- _OBJECTIVE_
Please convert the rows below into a numbered list, starting at the line containing "out the corrugated" and continuing up to and including the last line of the rows, with blank lines omitted.
— Start MATERIALS PROVIDED —
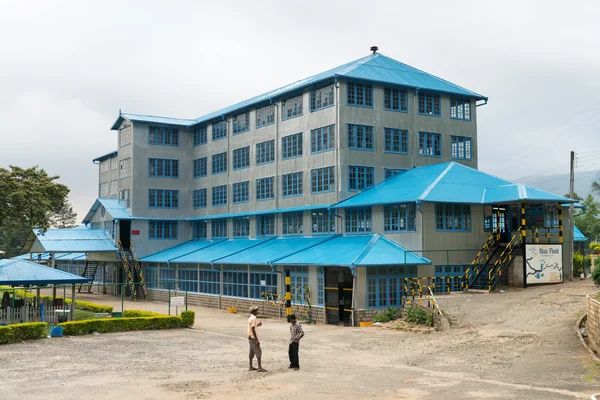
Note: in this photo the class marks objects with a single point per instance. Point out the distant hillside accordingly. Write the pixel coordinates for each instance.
(559, 184)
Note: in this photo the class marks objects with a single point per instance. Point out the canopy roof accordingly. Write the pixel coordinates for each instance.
(21, 272)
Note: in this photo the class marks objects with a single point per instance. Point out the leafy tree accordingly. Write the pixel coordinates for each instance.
(29, 198)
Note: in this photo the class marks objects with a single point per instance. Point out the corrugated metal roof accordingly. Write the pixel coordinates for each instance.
(112, 206)
(22, 272)
(447, 182)
(374, 68)
(359, 250)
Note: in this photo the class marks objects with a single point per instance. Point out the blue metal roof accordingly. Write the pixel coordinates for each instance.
— End MATERIALS PROVIDED —
- _TASK ANSWER_
1. Note: in this photo the class marks objects with a single point per instance. Point out the corrugated metal roof accordingly. Write the pixel coordinates for each instance.
2. (112, 206)
3. (22, 272)
4. (447, 182)
5. (374, 68)
6. (359, 250)
7. Note: in this photo the class marks objects with a single point per instance. Point out the blue metal roof accordingly. Write the pixel coordinates for each instance.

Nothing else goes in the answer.